[Task to complete]
All of the material below is to be retyped exactly.

[Material]
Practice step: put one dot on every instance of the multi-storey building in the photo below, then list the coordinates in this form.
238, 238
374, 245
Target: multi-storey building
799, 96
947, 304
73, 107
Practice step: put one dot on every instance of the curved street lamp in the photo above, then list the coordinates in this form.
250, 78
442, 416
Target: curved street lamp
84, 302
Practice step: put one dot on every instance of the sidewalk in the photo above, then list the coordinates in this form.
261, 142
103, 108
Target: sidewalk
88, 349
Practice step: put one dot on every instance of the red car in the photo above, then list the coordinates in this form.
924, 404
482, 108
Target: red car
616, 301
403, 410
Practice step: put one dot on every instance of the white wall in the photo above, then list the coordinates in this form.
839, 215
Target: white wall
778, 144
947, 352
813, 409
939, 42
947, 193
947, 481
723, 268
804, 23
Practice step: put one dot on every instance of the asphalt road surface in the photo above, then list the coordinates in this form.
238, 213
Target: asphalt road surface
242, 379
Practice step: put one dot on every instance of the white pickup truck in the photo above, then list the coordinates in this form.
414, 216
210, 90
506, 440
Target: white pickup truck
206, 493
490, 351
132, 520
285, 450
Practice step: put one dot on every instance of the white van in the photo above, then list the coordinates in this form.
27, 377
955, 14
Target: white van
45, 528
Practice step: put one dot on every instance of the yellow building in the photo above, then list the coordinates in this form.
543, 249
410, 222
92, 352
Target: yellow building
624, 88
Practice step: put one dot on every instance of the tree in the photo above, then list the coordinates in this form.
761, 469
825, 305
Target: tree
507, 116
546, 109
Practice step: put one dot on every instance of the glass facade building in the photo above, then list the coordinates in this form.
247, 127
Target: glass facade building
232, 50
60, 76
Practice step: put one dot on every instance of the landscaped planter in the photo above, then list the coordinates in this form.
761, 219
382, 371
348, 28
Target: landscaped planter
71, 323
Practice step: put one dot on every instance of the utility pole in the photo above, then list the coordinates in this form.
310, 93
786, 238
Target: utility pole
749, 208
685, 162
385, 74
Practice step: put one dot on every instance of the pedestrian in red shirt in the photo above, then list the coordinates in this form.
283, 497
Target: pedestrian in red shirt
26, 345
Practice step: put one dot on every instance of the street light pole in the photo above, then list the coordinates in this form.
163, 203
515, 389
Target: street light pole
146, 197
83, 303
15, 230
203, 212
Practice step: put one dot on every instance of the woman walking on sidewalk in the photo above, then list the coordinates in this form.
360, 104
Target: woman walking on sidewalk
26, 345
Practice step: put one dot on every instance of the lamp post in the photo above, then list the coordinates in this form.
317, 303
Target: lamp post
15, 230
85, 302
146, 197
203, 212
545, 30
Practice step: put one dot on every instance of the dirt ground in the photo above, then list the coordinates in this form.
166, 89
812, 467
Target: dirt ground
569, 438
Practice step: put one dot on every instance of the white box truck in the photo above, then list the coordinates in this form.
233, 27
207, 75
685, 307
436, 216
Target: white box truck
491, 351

[Expected answer]
Practice step: put one dot on every instance of the multi-storey building in the photo below, then list the coordinates in this form.
238, 238
374, 245
Target: multi-storey building
799, 96
947, 304
73, 107
Practice step: put one dot on every instance of the curved street lamp in the photo above, then list the coordinates in this form.
250, 78
442, 416
Target: curved street lamp
84, 302
Practice step: put one dot on every instance of the sidewalk in the photo above, then list the coordinates in this form.
261, 142
103, 108
Target: sidewalk
88, 349
Practice step: put one dot on every instance of the red car in the photo above, then list the coordinates in this form.
924, 404
482, 108
Target: red car
616, 301
403, 410
Practice step: put one dot on every instance of the white wall in the photo above, then list the coordinates in this form.
839, 215
Target: white wall
778, 144
947, 352
813, 409
939, 42
947, 193
947, 481
723, 268
804, 23
Practice step: put one dot on every instance of the asphalt road surface in the photo above, then list the coordinates in this form.
238, 213
Target: asphalt road surface
242, 379
Practice step: put one dot on every instance of the white pickup truck in the photo above, then list the coordinates in this form.
414, 216
210, 90
506, 440
Target: white pickup truck
206, 493
490, 351
132, 520
285, 450
Practice step: put one dot on every instance of the white van in the photo above, then list the coordinates in this form.
27, 377
955, 14
Target: white van
45, 528
Practice step: put one dot on every instance of the yellow building in the photo above, then list the coordinates in this form.
543, 249
410, 222
92, 352
Target: yellow building
624, 88
Practice step: put one dot on every instance of the tree in the photo above, then list the coordinates in this form.
761, 469
825, 305
Target: tree
507, 116
546, 109
Practice step: put one dot on every instance of the glass facade building in the photo above, then list the coordinates in this form.
247, 127
Target: glass facade building
232, 50
60, 76
Practice step: put one dot on every instance of the landscaped planter in the photo above, then list the coordinates in this form.
761, 219
382, 371
348, 28
Target: landscaped planter
71, 323
Practice step: put one dot on every instance of the utility pole in the photo above, then list the coordinates in this form.
310, 93
786, 238
Target: utility pole
749, 208
685, 162
385, 74
Practice step: put one dot on every instance of the pedestrian in red shirt in the photo above, then list the coordinates in this form.
283, 497
Target: pedestrian in red shirt
26, 345
Practice step: put one dot on every instance of the street light pole in the photo above, then list the coordinates in this form.
163, 203
515, 389
Target: street light pole
146, 197
83, 303
15, 230
203, 212
Practice step: put one dot on every instance of the woman walking on sidewalk in the photo above, then list the coordinates in this form.
360, 104
Target: woman walking on sidewalk
26, 345
Practice step: put one dot on every instance of the lamp post in the photo above, then list the coordinates in this form.
317, 303
Target: lamp post
15, 230
85, 302
146, 197
203, 212
545, 30
Practice step: put one dot on every instance of the dirt ground in the photo above, then list the coordinates in this form.
166, 89
812, 467
Target: dirt ground
569, 438
Practice step: put one dot on every instance of the white box truck in the photo above, then list the coordinates in this form.
233, 27
207, 75
685, 307
436, 216
Target: white box truck
491, 351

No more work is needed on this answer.